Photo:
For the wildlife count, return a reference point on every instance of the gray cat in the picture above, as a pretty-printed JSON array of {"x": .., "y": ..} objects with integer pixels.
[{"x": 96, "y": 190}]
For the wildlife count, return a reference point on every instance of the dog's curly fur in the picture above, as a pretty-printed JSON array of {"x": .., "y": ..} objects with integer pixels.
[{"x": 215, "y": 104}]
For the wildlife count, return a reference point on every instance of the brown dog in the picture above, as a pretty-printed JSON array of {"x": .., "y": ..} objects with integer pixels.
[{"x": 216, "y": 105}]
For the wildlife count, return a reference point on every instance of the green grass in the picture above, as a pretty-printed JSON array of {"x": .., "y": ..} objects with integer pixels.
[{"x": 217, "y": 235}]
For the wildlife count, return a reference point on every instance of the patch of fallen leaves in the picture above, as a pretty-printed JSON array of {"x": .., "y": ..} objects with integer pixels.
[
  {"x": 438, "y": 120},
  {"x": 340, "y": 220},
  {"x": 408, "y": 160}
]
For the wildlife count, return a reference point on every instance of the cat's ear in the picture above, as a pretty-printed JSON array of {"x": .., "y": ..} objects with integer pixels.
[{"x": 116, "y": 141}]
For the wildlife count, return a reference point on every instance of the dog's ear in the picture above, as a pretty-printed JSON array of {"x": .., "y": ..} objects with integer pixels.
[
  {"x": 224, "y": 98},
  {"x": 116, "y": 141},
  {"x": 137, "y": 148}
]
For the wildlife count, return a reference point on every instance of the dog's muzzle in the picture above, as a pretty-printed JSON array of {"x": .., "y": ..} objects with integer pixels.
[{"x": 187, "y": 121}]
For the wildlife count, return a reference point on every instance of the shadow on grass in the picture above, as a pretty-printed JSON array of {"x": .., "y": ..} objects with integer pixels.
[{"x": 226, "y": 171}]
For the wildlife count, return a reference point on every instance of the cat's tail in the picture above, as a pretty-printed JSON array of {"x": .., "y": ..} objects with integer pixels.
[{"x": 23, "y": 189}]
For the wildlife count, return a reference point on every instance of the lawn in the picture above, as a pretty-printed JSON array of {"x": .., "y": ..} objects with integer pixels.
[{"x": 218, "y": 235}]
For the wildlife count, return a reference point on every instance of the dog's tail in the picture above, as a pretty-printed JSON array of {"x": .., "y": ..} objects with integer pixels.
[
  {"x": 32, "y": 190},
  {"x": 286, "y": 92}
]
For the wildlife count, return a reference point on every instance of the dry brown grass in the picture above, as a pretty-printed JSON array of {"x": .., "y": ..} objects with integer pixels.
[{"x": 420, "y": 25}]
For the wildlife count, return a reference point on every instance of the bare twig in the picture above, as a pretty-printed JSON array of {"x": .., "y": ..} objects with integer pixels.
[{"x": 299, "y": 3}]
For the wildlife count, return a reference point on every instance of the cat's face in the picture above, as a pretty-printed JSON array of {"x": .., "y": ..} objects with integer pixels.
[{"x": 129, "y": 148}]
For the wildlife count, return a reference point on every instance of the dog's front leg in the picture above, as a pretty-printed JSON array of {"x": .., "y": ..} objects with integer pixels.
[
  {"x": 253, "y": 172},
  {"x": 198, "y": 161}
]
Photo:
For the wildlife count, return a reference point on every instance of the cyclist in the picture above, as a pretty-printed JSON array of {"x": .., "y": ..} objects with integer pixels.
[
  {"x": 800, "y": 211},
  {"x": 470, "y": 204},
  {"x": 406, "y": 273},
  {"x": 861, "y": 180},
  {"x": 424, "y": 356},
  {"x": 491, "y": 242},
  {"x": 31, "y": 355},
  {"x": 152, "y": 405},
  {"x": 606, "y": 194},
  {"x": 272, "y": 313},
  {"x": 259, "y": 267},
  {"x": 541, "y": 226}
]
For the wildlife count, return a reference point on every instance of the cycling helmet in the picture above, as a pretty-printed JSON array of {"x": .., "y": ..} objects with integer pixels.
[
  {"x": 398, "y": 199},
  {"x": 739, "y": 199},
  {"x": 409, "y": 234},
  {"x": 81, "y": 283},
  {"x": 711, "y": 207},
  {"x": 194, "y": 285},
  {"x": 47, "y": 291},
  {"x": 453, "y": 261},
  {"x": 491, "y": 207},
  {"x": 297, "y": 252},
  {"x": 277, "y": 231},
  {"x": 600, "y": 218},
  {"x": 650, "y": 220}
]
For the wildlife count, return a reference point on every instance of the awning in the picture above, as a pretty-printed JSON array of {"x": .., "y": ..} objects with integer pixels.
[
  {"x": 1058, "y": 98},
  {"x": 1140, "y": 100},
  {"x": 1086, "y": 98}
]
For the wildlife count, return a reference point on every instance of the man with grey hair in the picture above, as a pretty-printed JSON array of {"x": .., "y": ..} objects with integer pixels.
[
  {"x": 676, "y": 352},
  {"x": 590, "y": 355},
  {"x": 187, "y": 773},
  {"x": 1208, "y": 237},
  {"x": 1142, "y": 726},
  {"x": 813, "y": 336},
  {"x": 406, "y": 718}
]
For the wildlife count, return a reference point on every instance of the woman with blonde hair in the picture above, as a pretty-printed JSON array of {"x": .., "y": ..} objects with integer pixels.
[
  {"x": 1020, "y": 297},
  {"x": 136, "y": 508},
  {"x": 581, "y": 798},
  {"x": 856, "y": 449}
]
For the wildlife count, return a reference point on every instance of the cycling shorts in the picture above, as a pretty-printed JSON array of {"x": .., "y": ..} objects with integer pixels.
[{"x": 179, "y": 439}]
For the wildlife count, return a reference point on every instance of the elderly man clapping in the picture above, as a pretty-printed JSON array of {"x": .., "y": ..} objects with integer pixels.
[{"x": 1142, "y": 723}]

* BRIEF:
Print the complete listing again, exactly as it stands.

* RESPONSE BELOW:
Photo:
For the wildlife count, return a reference point on every instance of the gray cat in the picture above, as a pretty-printed JSON array of {"x": .., "y": ..} objects with integer pixels.
[{"x": 96, "y": 190}]
For the wildlife count, return a reference point on every instance of the dog's curly fur in the picture above, as a pretty-printed JSON array of {"x": .., "y": ..} objects with integer pixels.
[{"x": 215, "y": 104}]
For the wildlife count, return a reference point on every instance of the brown dog in the picture above, as a pretty-printed JSON array of {"x": .., "y": ..} objects with integer pixels.
[{"x": 216, "y": 105}]
For the wildlife count, return a reference point on every instance of the green grass in the picture above, as a pretty-printed JSON array of {"x": .., "y": ..} objects with integer pixels.
[{"x": 217, "y": 235}]
For the wildlife count, return a reference point on every instance of the patch of fallen leaves in the picture above, as a pretty-printed JSON array of {"x": .., "y": ..} objects with integer pixels.
[
  {"x": 438, "y": 120},
  {"x": 340, "y": 220},
  {"x": 408, "y": 160}
]
For the wildlife count, return a reference point on every instance of the cat's ear in the picture above, as a pretty-printed JSON array of {"x": .., "y": ..} objects with integer pixels.
[{"x": 116, "y": 141}]
For the wildlife count, return a reference point on every instance of the dog's ear in the picture above, as a pretty-printed JSON array of {"x": .., "y": ..} objects with integer pixels.
[
  {"x": 224, "y": 98},
  {"x": 116, "y": 141},
  {"x": 137, "y": 148}
]
For the wildlife count, return a reference point on every instance of the dog's muzzle in the picture above, as a pretty-printed JSON array of {"x": .., "y": ..} objects with integer pixels.
[{"x": 187, "y": 121}]
For the wildlife count, return a reference point on every instance of the shadow on grass in the picture above, as a pretty-printed JSON array of {"x": .., "y": ..} objects with integer pixels.
[{"x": 226, "y": 171}]
For the wildlife count, return a reference point on every instance of the cat's tail in the picture above, as a pretty-printed JSON array of {"x": .., "y": ..} objects with integer pixels.
[{"x": 23, "y": 189}]
For the wildlife count, return a reference point on every instance of the lawn in the picture above, as a pretty-printed JSON array of {"x": .., "y": ..} objects with integer pixels.
[{"x": 218, "y": 235}]
For the wildlife count, return a reference point on every instance of the dog's tail in the picture above, as a pretty-printed JSON array of {"x": .., "y": ..} objects with integer pixels.
[
  {"x": 32, "y": 190},
  {"x": 286, "y": 92}
]
For the wildlife count, return a reference point on every instance of the dry brown grass in the picture above, as a pretty-printed JSON array of {"x": .., "y": ..} objects with integer pixels.
[{"x": 420, "y": 25}]
For the wildlife count, return a reference point on every instance of the bare twig in the picture above, as a pretty-printed JSON array of {"x": .., "y": ..} objects with integer pixels.
[{"x": 299, "y": 3}]
For the wildlife count, return a reference point on every instance of the cat's face in the picture above, as a pretty-printed JSON array of {"x": .., "y": ..} objects with integer pixels.
[{"x": 129, "y": 148}]
For the wildlife count, return a reference point on every instance of the dog's front leg in the picture above, as a pretty-printed JSON array of {"x": .., "y": ..} objects with integer pixels.
[
  {"x": 253, "y": 172},
  {"x": 198, "y": 161}
]
Photo:
For the wildlife count, return a reference point on every instance of the cyclist in the picture above, as a pretty-printed JSON array of {"x": .., "y": ..} objects with integer pixels.
[
  {"x": 800, "y": 211},
  {"x": 470, "y": 204},
  {"x": 406, "y": 273},
  {"x": 861, "y": 180},
  {"x": 424, "y": 356},
  {"x": 491, "y": 242},
  {"x": 31, "y": 355},
  {"x": 152, "y": 405},
  {"x": 606, "y": 194},
  {"x": 272, "y": 313},
  {"x": 259, "y": 267},
  {"x": 541, "y": 226}
]
For the wildlife count, return a reference point on every instance of the cycling helmet in the picture above, as a pretty-printed JSON array of {"x": .., "y": ..} objects with integer pixels.
[
  {"x": 398, "y": 199},
  {"x": 739, "y": 199},
  {"x": 409, "y": 234},
  {"x": 81, "y": 283},
  {"x": 711, "y": 207},
  {"x": 194, "y": 285},
  {"x": 47, "y": 291},
  {"x": 453, "y": 261},
  {"x": 491, "y": 207},
  {"x": 297, "y": 252},
  {"x": 277, "y": 231},
  {"x": 600, "y": 218},
  {"x": 650, "y": 220}
]
For the wildlife count, return a reference point on every instance of the awning in the picture above, as a pretty-printed JSON array of {"x": .., "y": ..} objects with integer pixels.
[
  {"x": 1058, "y": 98},
  {"x": 1140, "y": 100},
  {"x": 1086, "y": 98}
]
For the wildlife count, return a reference point on every instance of the man with grey hair in the picture above, as a pretty-printed JSON array of {"x": .., "y": ..} objects with integer pixels.
[
  {"x": 676, "y": 352},
  {"x": 590, "y": 355},
  {"x": 187, "y": 773},
  {"x": 1208, "y": 237},
  {"x": 1142, "y": 726},
  {"x": 813, "y": 336},
  {"x": 406, "y": 718}
]
For the wildlife count, return a reference point on every instance of the woman with blonde hair in the picture above, as a pretty-printed JSON array of {"x": .., "y": ..} objects with integer pixels.
[
  {"x": 1020, "y": 297},
  {"x": 136, "y": 508},
  {"x": 581, "y": 798},
  {"x": 856, "y": 449}
]
For the wildlife count, return a reference point on every instance of the cycling shorts in the picture above, as a pretty-printed JSON array of {"x": .., "y": ..} objects with integer pixels.
[{"x": 179, "y": 439}]
For the wildlife count, return a reference point on every instance of the elderly man clapping in the picture above, as a pretty-printed JSON array of {"x": .., "y": ..} objects with integer pixels.
[{"x": 1142, "y": 723}]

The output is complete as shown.